Given instruction — Without the pictures, return each record as it appears.

---------- Extracted information ----------

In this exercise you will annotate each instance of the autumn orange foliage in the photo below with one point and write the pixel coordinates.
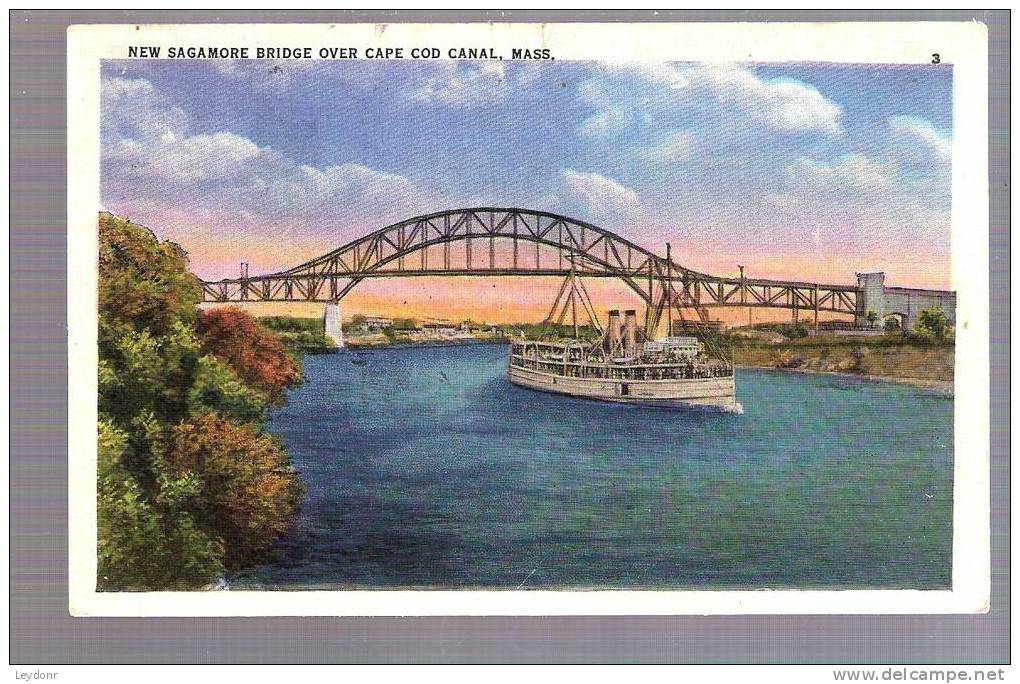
(255, 354)
(250, 494)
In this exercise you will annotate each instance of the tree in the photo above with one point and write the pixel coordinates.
(187, 485)
(143, 546)
(143, 283)
(248, 494)
(252, 352)
(932, 323)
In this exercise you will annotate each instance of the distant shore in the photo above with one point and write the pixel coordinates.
(940, 386)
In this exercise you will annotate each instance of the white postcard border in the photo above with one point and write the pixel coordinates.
(962, 44)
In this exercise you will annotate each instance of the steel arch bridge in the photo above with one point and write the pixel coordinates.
(531, 244)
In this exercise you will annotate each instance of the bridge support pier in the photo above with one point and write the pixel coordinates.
(332, 325)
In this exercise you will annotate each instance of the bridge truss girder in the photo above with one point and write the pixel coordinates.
(421, 247)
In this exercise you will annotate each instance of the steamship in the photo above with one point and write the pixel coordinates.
(675, 371)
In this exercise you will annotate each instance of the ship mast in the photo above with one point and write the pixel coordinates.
(571, 292)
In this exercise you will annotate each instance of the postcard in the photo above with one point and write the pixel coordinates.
(528, 319)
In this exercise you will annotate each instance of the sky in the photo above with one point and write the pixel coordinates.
(807, 171)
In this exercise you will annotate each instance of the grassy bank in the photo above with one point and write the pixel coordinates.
(893, 357)
(300, 334)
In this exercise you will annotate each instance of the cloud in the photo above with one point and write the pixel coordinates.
(156, 168)
(464, 85)
(712, 98)
(915, 145)
(851, 175)
(593, 197)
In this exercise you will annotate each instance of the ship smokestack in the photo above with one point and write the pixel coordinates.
(614, 330)
(630, 331)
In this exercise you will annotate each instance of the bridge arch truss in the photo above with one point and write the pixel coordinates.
(510, 242)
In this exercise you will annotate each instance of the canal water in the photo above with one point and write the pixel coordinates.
(426, 468)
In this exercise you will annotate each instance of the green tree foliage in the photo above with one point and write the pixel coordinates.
(247, 492)
(160, 507)
(932, 324)
(143, 283)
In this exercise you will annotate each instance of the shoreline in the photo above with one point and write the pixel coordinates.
(945, 387)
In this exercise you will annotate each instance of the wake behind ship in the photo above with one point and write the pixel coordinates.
(675, 371)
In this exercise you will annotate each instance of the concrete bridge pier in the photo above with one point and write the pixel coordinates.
(332, 325)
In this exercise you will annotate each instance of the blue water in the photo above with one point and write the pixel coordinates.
(426, 468)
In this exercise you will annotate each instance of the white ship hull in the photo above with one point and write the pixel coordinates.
(711, 391)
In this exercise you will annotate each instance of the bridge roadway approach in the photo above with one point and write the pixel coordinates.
(529, 243)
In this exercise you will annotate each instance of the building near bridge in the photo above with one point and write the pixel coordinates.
(905, 304)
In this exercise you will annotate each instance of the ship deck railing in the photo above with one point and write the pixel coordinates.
(667, 371)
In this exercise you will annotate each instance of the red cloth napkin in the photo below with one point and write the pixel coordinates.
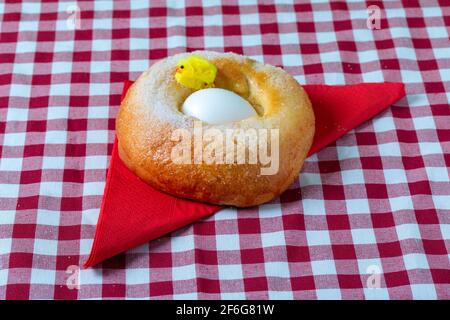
(133, 213)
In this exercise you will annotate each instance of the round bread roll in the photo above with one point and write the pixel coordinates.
(151, 127)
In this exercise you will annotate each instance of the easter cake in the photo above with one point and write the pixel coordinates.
(216, 127)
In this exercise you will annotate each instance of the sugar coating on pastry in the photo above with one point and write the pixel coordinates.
(151, 116)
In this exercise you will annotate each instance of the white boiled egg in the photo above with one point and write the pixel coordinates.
(217, 106)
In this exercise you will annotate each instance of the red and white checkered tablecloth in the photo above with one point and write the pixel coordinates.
(369, 218)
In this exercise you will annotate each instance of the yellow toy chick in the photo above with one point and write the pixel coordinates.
(196, 73)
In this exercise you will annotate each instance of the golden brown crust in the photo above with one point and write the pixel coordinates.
(150, 113)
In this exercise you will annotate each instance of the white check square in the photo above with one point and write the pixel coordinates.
(50, 189)
(423, 291)
(230, 271)
(45, 247)
(227, 242)
(383, 124)
(321, 267)
(184, 272)
(47, 217)
(11, 164)
(415, 261)
(408, 231)
(357, 206)
(57, 113)
(393, 176)
(318, 237)
(182, 243)
(352, 177)
(53, 162)
(277, 269)
(273, 239)
(391, 149)
(328, 294)
(43, 276)
(401, 203)
(313, 207)
(97, 136)
(56, 137)
(14, 139)
(363, 236)
(135, 276)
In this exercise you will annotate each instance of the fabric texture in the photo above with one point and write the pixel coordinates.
(369, 218)
(133, 213)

----------

Response below —
In this exercise you will annotate each instance of the autumn orange foliage in the photo below with one point and write the pixel coordinates.
(255, 354)
(250, 494)
In this exercise you will annotate each instance of the tree in the photo above with one point and write the pixel coordinates.
(187, 485)
(143, 546)
(143, 283)
(248, 494)
(252, 352)
(932, 323)
In this exercise you will annotate each instance of the distant shore in the photo above with one point and write the pixel coordinates.
(940, 386)
In this exercise you will annotate each instance of the white postcard border in the photo above with one point and write the pixel coordinates.
(962, 44)
In this exercise you will annotate each instance of the steel arch bridge in the photo above with one point and write the pixel coordinates.
(531, 244)
In this exercise you will annotate each instance of the bridge support pier in the photo above with one point and write the pixel coordinates.
(332, 325)
In this exercise you will annotate each instance of the bridge truss girder in the photo above with one point and write the pixel coordinates.
(421, 247)
In this exercise you will annotate each instance of the steamship in the photo above with one point and write the pixel coordinates.
(675, 371)
In this exercise you will annotate each instance of the ship mast in the photo above with one point and write the pixel coordinates.
(571, 292)
In this exercise you will annotate each instance of the postcard in the photo above with one point and write the pixel coordinates.
(528, 319)
In this exercise you will annotate each instance of the sky in the photo above with one point and write the pixel coordinates.
(807, 171)
In this exercise you will annotate each instance of the grassy bank in the photo above with one point and write the pixel coordinates.
(893, 357)
(300, 334)
In this exercise you will annotate each instance of the cloud in the photo above with one point and write the pixel coordinates.
(156, 168)
(464, 85)
(712, 98)
(915, 145)
(851, 175)
(593, 197)
In this exercise you will annotate each instance of the ship smokestack in the photo above with one point and write the pixel coordinates.
(614, 330)
(630, 331)
In this exercise you will annotate each instance of the bridge arch truss in the photo above with one point and write the pixel coordinates.
(510, 242)
In this exercise you will annotate each instance of the canal water in the photo above with one point and write the pixel coordinates.
(426, 468)
In this exercise you will annotate each instance of the green tree foliage in the photo above with one point and write the pixel coordinates.
(247, 492)
(160, 507)
(932, 324)
(143, 283)
In this exercise you will annotate each instance of the shoreline in the photo above with one point and write the pixel coordinates.
(945, 387)
In this exercise you will annotate each instance of the wake behind ship in the photo above with one point and write the pixel coordinates.
(675, 371)
In this exercise you will annotate each instance of the concrete bridge pier in the photo above with one point and write the pixel coordinates.
(332, 325)
In this exercise you will annotate each instance of the blue water in the photo above with one point and write the pixel coordinates.
(426, 468)
In this exercise you will annotate each instance of the white ship hull in the photo above with one point and write the pixel coordinates.
(711, 391)
In this exercise you will annotate each instance of the bridge roadway approach in the photo above with one point and write the pixel coordinates.
(529, 243)
In this exercise you will annotate each instance of the building near bridge in the photo above with one point and write the pixel coordinates.
(905, 304)
In this exercise you will annotate each instance of the ship deck railing in the photo above with one point and write the pixel coordinates.
(667, 371)
In this exercise you will annotate each instance of the red cloth napkin in the photo below with one point and write the pixel coordinates.
(133, 213)
In this exercise you will annotate each instance of the round bread roll in the photo above with one point and write the pixel coordinates.
(151, 127)
In this exercise you will annotate each instance of the easter cake in the photo above with one point and write the pixel coordinates.
(216, 127)
In this exercise you will annotate each instance of the sugar coating on pastry in the photo above with one point and write the pixel coordinates.
(151, 116)
In this exercise you will annotate each instance of the white boiled egg in the photo above with one point and write the pixel coordinates.
(217, 106)
In this exercise you will annotate each instance of the red and white checkered tablecloth in the photo above with one point and write the pixel coordinates.
(369, 218)
In this exercise you will annotate each instance of the yellow toy chick in the photo above with one point and write the pixel coordinates.
(196, 73)
In this exercise you will annotate each instance of the golden brown crust in the photo above with one point and write the pixel coordinates.
(150, 113)
In this exercise you will annotate each instance of the white check square in the photo above with one point and write the pixel coordinates.
(50, 189)
(423, 291)
(230, 271)
(45, 247)
(227, 242)
(383, 124)
(321, 267)
(184, 272)
(47, 217)
(11, 164)
(415, 261)
(408, 231)
(357, 206)
(57, 113)
(393, 176)
(318, 237)
(182, 243)
(352, 177)
(53, 162)
(277, 269)
(273, 239)
(391, 149)
(328, 294)
(43, 276)
(401, 203)
(313, 207)
(97, 136)
(56, 137)
(14, 139)
(363, 236)
(135, 276)
In this exercise you will annotate each instance of the fabric texture in the photo above with one point and write the pixel coordinates.
(369, 218)
(133, 213)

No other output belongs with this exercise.